Material provided START
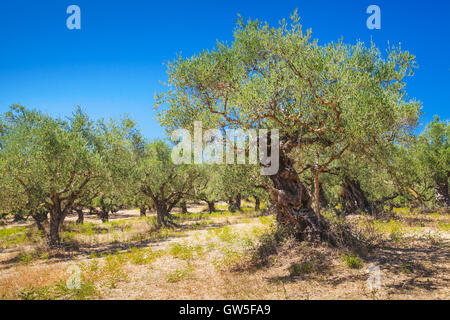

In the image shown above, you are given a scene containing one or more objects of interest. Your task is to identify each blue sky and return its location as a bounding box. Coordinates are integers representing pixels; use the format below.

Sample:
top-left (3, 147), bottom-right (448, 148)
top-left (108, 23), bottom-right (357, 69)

top-left (0, 0), bottom-right (448, 139)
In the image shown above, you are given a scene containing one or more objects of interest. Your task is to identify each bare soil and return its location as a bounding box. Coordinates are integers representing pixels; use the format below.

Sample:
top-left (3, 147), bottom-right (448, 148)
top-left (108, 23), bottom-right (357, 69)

top-left (0, 204), bottom-right (448, 300)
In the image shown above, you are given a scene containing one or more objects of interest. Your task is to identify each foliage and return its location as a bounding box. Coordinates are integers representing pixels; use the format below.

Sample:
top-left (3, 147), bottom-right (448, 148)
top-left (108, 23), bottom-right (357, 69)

top-left (135, 139), bottom-right (201, 227)
top-left (0, 105), bottom-right (138, 245)
top-left (154, 11), bottom-right (422, 237)
top-left (341, 253), bottom-right (362, 269)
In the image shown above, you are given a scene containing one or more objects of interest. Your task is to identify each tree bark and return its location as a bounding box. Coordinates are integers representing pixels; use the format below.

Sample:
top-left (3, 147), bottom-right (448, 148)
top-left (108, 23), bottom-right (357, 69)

top-left (339, 177), bottom-right (370, 214)
top-left (98, 207), bottom-right (109, 223)
top-left (268, 149), bottom-right (324, 240)
top-left (318, 182), bottom-right (328, 209)
top-left (155, 202), bottom-right (172, 228)
top-left (227, 197), bottom-right (233, 212)
top-left (13, 210), bottom-right (26, 222)
top-left (32, 209), bottom-right (48, 233)
top-left (229, 194), bottom-right (241, 212)
top-left (76, 209), bottom-right (84, 224)
top-left (207, 201), bottom-right (216, 214)
top-left (434, 182), bottom-right (449, 208)
top-left (254, 196), bottom-right (261, 211)
top-left (48, 210), bottom-right (64, 246)
top-left (313, 172), bottom-right (321, 217)
top-left (180, 201), bottom-right (188, 214)
top-left (235, 194), bottom-right (241, 211)
top-left (142, 187), bottom-right (180, 229)
top-left (111, 205), bottom-right (119, 214)
top-left (156, 205), bottom-right (164, 227)
top-left (311, 173), bottom-right (329, 216)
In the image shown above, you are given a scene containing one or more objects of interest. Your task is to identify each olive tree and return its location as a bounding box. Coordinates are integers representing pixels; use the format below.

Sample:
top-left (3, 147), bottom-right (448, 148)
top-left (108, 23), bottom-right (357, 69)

top-left (389, 117), bottom-right (449, 208)
top-left (417, 117), bottom-right (449, 207)
top-left (0, 105), bottom-right (138, 246)
top-left (190, 164), bottom-right (223, 213)
top-left (155, 12), bottom-right (420, 240)
top-left (217, 164), bottom-right (269, 212)
top-left (90, 117), bottom-right (140, 222)
top-left (191, 163), bottom-right (268, 213)
top-left (136, 140), bottom-right (200, 227)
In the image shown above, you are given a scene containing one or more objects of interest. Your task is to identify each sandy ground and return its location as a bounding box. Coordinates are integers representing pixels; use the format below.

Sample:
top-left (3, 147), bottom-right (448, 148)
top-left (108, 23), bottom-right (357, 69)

top-left (0, 205), bottom-right (449, 300)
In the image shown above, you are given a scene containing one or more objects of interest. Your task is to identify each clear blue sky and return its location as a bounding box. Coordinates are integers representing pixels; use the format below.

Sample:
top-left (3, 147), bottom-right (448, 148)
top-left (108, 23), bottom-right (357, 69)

top-left (0, 0), bottom-right (448, 139)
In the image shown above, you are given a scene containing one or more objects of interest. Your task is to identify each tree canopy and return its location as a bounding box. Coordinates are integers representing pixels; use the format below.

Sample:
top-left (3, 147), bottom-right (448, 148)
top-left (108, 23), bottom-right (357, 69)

top-left (155, 12), bottom-right (423, 239)
top-left (0, 105), bottom-right (138, 245)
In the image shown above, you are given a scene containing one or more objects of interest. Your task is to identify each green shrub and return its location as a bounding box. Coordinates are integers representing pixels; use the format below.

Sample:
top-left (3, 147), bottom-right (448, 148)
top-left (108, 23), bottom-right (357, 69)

top-left (258, 216), bottom-right (274, 226)
top-left (438, 222), bottom-right (449, 232)
top-left (288, 261), bottom-right (314, 276)
top-left (20, 253), bottom-right (34, 264)
top-left (18, 280), bottom-right (97, 300)
top-left (212, 247), bottom-right (249, 271)
top-left (169, 243), bottom-right (195, 260)
top-left (400, 264), bottom-right (413, 274)
top-left (128, 247), bottom-right (165, 265)
top-left (103, 254), bottom-right (128, 288)
top-left (212, 226), bottom-right (238, 243)
top-left (0, 226), bottom-right (28, 247)
top-left (166, 264), bottom-right (194, 283)
top-left (341, 253), bottom-right (363, 269)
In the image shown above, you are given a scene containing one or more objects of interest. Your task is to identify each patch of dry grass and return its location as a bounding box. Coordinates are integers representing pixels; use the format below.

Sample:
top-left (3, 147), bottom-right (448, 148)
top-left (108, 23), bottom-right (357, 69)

top-left (0, 206), bottom-right (448, 300)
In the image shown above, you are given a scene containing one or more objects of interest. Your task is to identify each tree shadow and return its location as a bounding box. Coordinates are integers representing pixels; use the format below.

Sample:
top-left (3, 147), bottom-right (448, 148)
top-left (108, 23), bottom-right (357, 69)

top-left (0, 215), bottom-right (236, 270)
top-left (262, 237), bottom-right (449, 295)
Material provided END
**What to work on:** If a line in the records above has the word "blue", copy it.

**Response area:**
In the image shown above, you are given a scene containing one or more objects of interest. Your task is to identify each blue sky and return its location as a bounding box. Coordinates are integers representing pixels; use the format below.
In the image shown above, you are given a scene containing one or more objects of interest. Your task is to identify each clear blue sky and return its location as a bounding box. Coordinates are integers representing pixels; use the format below.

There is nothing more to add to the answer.